Texto extraído:
□ □ □ □

Jesucristo, en el Evangelio, desde la primera página hasta la última, ha asociado a su Madre al misterio de su Encarnación, vida, pasión, muerte y resurrección, al nacimiento de la Iglesia en Pentecostés... Lo que Dios ha unido que el hombre no lo separe: no podemos separar a la Virgen de esta unidad con Jesucristo. Ella es la Corredentora, la Madre de la Iglesia. La estrella que marca el norte. Sin ella no podemos nada, estamos perdidos.
Por ella, de su mano, tiene que venir para la Iglesia una magnífica primavera. Tenemos que mirar a la Virgen en esta noche, para decirle: “¡Madre, queremos ponernos a tu disposición!” (...)

□ □ □ □

(Datos de detección de objetos)
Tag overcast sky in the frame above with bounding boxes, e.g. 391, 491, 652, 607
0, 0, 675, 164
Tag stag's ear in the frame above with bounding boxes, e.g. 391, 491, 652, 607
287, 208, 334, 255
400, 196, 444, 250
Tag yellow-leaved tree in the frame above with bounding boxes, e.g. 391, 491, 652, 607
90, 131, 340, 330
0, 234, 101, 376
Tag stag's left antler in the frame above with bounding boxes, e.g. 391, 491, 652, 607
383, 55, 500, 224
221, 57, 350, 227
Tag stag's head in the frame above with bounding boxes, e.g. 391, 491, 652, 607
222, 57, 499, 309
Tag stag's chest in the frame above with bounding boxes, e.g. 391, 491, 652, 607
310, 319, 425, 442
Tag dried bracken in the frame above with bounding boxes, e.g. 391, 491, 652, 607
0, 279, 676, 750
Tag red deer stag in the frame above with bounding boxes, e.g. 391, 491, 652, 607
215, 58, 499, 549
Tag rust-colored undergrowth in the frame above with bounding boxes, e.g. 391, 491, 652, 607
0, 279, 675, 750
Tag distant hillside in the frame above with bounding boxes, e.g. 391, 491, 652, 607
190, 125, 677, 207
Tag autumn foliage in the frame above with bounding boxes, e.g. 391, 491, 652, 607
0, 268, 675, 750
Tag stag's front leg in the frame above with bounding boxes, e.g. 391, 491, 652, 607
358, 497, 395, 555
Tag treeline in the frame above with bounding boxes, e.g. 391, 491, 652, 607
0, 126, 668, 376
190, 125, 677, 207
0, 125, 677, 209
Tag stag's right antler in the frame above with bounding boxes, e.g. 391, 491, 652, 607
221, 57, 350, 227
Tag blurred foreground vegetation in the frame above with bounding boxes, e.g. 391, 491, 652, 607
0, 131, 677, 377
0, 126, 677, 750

□ □ □ □

Prosigue el texto extraído sobre la Virgen y la Iglesia a partir de su última oración, con el mismo tono.

Respuesta:
¡Contemplad a la Virgen! ¡Miradla a Ella! (...) La Virgen está absorbida a solas con su Dios, lo lleva en su vientre. Le sobra todo lo demás. Se cumple en Ella lo de San Agustín: “¿Qué te falta a ti, pobre, si tienes a Dios? ¿Qué tienes tú, rico, si te falta a Dios?” (...)
Santa María (...) ¡haz un milagro! ¡Arráncanos de la tierra, arrástranos al Cielo! Danos un mensaje de eternidad. Enséñanos a vivir cara al Cielo, para poder pisar firmemente sobre la tierra. Haznos santos, porque los santos son las piedras angulares de la historia; porque ellos, como decía San Juan Bosco, viven con la eternidad en la cabeza, Dios en el corazón y el mundo a los pies. Y porque acertaron a hacer esto así, supieron amar. Tras el amor venían las obras.
Salgamos de aquí decididos a vivir de fe. Para eso es necesaria la oración. Muchos ratos ante el sagrario, aferrados a la Virgen.
“Bienaventurada tú porque has creído”. Ella es la única que nos puede agigantar en la fe. (*)
(*) Luces en la Noche, pp. 67-72. Vigilia de la Inmaculada en San Juan de la Cruz (7.12.1973)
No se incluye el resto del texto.